SOURCE EXCERPT:

+-------+

These ideas naturally lead us to ask what fruitful analogies we can form between the bizarre geometry of spacetime and the more familiar geometry of the Euclidean plane. The light cone cuts spacetime into different regions according to certain measurements of relationships between points (events). Similarly, a circle in Euclidean geometry cuts the plane into two parts, an interior and an exterior, according to the measurement of the distance from the circle's center. A circle stays the same when we rotate the plane. A light cone stays the same when we change frames of reference. Let's build up the analogy more explicitly.

Measurement in Euclidean geometry

We say that two line segments are congruent, \(\text{AB}\cong \text{CD}\), if the distance between points A and B is the same as the distance between C and D, as measured by a rigid ruler.

Measurement in spacetime

We define \(\text{AB}\cong \text{CD}\) if:

AB and CD are both spacelike, and the two distances are equal as measured by a rigid ruler, in a frame where the two events touch the ruler simultaneously.
AB and CD are both timelike, and the two time intervals are equal as measured by clocks moving inertially.
AB and CD are both lightlike.

The three parts of the relativistic version each require some justification.

Case 1 has to be the way it is because space is part of spacetime. In special relativity, this space is Euclidean, so the definition of congruence has to agree with the Euclidean definition, in the case where it is possible to apply the Euclidean definition. The spacelike relation between the points is both necessary and sufficient to make this possible. If points A and B are spacelike in relation to one another, then a frame of reference exists in which they are simultaneous, so we can use a ruler that is at rest in that frame to measure their distance. If they are lightlike or timelike, then no such frame of reference exists. For example, there is no frame of reference in which Charles VII's restoration to the throne is simultaneous with Joan of Arc's execution, so we can't arrange for both of these events to touch the same ruler at the same time.

The definition in case 2 is the only sensible way to proceed if we are to respect the symmetric treatment of time and space in relativity. The timelike relation between the events is necessary and sufficient to make it possible for a clock to move from one to the other. It makes a difference that the clocks move inertially, because the twins in example 1 on p. 391 disagree on the clock time between the traveling twin's departure and return.

+-------+

TASKS TO CARRY OUT:
• 1. Rewrite the spacetime geometry passage starting with "Measurement in Euclidean" and going on through "require some justification.", putting "rigid measuring rod" in place of "rigid ruler".
• 2. Answer from the spacetime geometry passage:
(a) Into what two parts does a circle cut the Euclidean plane?
(b) When both AB and CD are timelike, what must be equal for them to be congruent?
(c) Which two historical events does the passage say are never simultaneous in any frame of reference?
• 3. Carry on the spacetime geometry passage after its final sentence.

DATA SHOWN:
+-------+

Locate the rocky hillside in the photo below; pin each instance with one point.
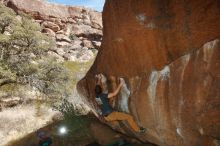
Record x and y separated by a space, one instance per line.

+-------+

SOLVED PROBLEMS:
• 1.
Measurement in Euclidean geometry

We say that two line segments are congruent, \(\text{AB}\cong \text{CD}\), if the distance between points A and B is the same as the distance between C and D, as measured by a rigid measuring rod.

Measurement in spacetime

We define \(\text{AB}\cong \text{CD}\) if:

AB and CD are both spacelike, and the two distances are equal as measured by a rigid measuring rod, in a frame where the two events touch the ruler simultaneously.
AB and CD are both timelike, and the two time intervals are equal as measured by clocks moving inertially.
AB and CD are both lightlike.

The three parts of the relativistic version each require some justification.

• 2.
(a) An interior and an exterior.
(b) The two time intervals, as measured by clocks moving inertially.
(c) Charles VII's restoration to the throne and Joan of Arc's execution.

• 3.
Case 3 may seem strange, since it says that any two lightlike intervals are congruent. But this is the only possible definition, because this case can be obtained as a limit of the timelike one. Suppose that AB is a timelike interval, but in the planet earth's frame of reference it would be necessary to travel at almost the speed of light in order to reach B from A. The required speed is less than \(c\) (i.e., less than 1) by some tiny amount \(\epsilon\). In the earth's frame, the clock referred to in the definition suffers extreme time dilation. The time elapsed on the clock is very small. As \(\epsilon\) approaches zero, and the relationship between A and B approaches a lightlike one, this clock time approaches zero. In this sense, the relativistic notion of “distance” is very different from the Euclidean one. In Euclidean geometry, the distance between two points can only be zero if they are the same point.

The case splitting involved in the relativistic definition is a little ugly. Having worked out the physical interpretation, we can now consolidate the definition in a nicer way by appealing to Cartesian coordinates.

Cartesian definition of distance in Euclidean geometry

Given a vector \((\Delta x,\Delta y)\) from point A to point B, the square of the distance between them is defined as \(\overline{\text{AB}}^2=\Delta x^2+\Delta y^2\).

Definition of the interval in relativity

Given points separated by coordinate differences \(\Delta x\), \(\Delta y\), \(\Delta z\), and \(\Delta t\), the spacetime interval \(\mathcal I\) (cursive letter “I”) between them is defined as \(\mathcal I = \Delta t^2-\Delta x^2-\Delta y^2-\Delta z^2\).

This is stated in natural units, so all four terms on the right-hand side have the same units; in metric units with \(c \ne 1\), appropriate factors of \(c\) should be inserted in order to make the units of the terms agree. The interval \(\mathcal I\) is positive if AB is timelike (regardless of which event comes first), zero if lightlike, and negative if spacelike. Since \(\mathcal I\) can be negative, we can't in general take its square root and define a real number \(\overline{\text{AB}}\) as in the Euclidean case. When the interval is timelike, we can interpret \(\sqrt{\mathcal I}\) as a time, and when it's spacelike we can take \(\sqrt{-\mathcal I}\) to be a distance.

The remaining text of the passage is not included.